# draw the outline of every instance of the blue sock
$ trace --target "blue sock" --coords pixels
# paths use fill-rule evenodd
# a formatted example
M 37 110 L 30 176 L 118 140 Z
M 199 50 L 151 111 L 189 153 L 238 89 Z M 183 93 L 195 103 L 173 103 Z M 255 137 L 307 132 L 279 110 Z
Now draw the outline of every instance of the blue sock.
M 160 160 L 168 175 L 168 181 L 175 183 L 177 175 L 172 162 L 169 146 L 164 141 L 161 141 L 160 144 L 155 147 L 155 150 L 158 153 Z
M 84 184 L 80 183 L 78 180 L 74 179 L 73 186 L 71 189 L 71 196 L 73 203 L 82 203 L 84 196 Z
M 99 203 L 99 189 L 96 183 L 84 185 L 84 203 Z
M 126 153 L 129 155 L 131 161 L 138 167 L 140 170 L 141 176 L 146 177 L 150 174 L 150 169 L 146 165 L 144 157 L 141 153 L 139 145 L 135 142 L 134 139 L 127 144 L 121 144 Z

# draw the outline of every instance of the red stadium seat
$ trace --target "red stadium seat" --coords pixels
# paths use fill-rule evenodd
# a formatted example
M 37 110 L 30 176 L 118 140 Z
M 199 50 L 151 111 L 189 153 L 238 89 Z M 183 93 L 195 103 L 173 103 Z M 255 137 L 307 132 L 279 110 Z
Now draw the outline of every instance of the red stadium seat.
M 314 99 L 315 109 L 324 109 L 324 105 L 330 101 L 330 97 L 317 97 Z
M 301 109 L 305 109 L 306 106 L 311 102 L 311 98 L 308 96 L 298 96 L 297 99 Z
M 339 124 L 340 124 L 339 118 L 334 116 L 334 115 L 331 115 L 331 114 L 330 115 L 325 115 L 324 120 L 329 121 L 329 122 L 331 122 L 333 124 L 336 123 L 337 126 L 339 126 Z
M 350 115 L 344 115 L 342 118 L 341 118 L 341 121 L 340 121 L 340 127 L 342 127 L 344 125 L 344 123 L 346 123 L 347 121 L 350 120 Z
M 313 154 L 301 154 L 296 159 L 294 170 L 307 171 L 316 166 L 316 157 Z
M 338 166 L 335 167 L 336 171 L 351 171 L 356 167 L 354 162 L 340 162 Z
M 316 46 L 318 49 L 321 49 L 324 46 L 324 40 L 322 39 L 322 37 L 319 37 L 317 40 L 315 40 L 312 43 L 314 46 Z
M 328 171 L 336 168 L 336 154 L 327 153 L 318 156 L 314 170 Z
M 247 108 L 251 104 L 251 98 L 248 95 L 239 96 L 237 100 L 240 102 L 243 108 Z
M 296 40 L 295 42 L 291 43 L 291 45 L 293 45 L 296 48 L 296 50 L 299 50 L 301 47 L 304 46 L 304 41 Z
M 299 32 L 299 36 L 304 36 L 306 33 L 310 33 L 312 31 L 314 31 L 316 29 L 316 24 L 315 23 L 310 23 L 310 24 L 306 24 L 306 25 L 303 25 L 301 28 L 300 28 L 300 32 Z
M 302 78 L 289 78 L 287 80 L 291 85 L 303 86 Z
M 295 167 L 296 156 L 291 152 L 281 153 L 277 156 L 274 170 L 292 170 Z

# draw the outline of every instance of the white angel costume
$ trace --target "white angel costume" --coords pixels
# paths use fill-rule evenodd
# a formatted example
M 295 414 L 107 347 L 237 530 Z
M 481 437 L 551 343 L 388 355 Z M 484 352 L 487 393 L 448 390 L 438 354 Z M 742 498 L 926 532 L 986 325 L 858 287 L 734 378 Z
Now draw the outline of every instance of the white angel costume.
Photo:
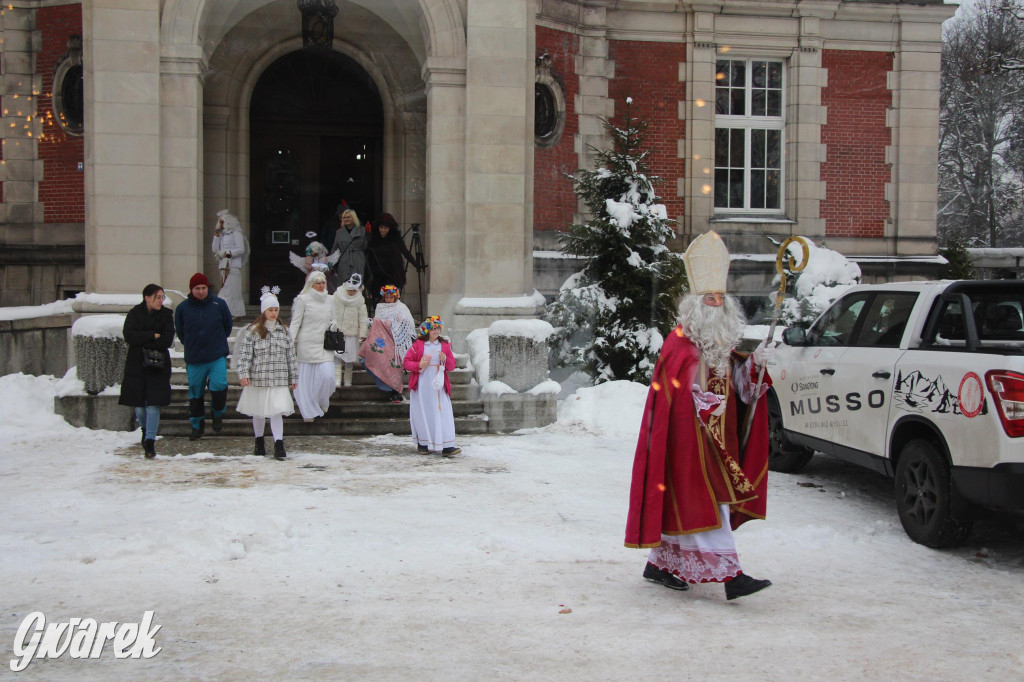
M 230 211 L 217 212 L 217 227 L 213 231 L 213 255 L 220 272 L 220 291 L 231 311 L 231 317 L 245 315 L 242 299 L 242 266 L 249 257 L 249 243 L 242 234 L 242 226 Z
M 341 257 L 341 252 L 327 253 L 327 247 L 320 242 L 310 242 L 306 247 L 306 256 L 302 257 L 297 253 L 288 252 L 288 260 L 292 265 L 302 270 L 302 274 L 309 277 L 311 272 L 322 272 L 327 277 L 327 294 L 333 294 L 338 288 L 338 277 L 334 272 L 334 266 Z

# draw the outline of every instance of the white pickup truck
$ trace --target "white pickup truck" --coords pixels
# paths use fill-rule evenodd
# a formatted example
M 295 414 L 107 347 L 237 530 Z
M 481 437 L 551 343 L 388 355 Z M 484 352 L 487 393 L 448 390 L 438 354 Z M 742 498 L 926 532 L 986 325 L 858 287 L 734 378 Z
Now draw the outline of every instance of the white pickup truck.
M 895 479 L 907 534 L 963 542 L 982 509 L 1024 509 L 1024 282 L 859 285 L 768 365 L 769 466 L 814 451 Z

• • • • • • •

- **Work request**
Lines holding "trace": copy each one from the records above.

- **Exercise answer**
$ trace --target "blue sock" --coords pixels
$ trace --target "red stadium seat" --coords pixels
$ trace --target "white angel costume" --coords pixels
$ trace --target "white pickup truck" --coords pixels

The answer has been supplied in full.